Available data: Begin

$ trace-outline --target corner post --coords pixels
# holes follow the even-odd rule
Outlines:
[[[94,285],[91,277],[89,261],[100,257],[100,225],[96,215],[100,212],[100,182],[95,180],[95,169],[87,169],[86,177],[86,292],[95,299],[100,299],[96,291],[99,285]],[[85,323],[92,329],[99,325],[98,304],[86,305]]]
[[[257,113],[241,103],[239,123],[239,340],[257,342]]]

Available data: End

**Work required:** Your answer must consist of every line above, reproduced exactly.

**Result of the task:**
$ trace-outline --target corner post --coords pixels
# holes follow the even-odd rule
Outlines:
[[[94,285],[91,277],[89,261],[100,257],[100,225],[96,215],[100,212],[100,182],[95,180],[95,169],[87,169],[86,177],[86,292],[95,299],[100,299],[96,291],[99,285]],[[85,323],[92,329],[99,325],[98,304],[86,305]]]
[[[257,113],[241,103],[239,123],[239,340],[257,342]]]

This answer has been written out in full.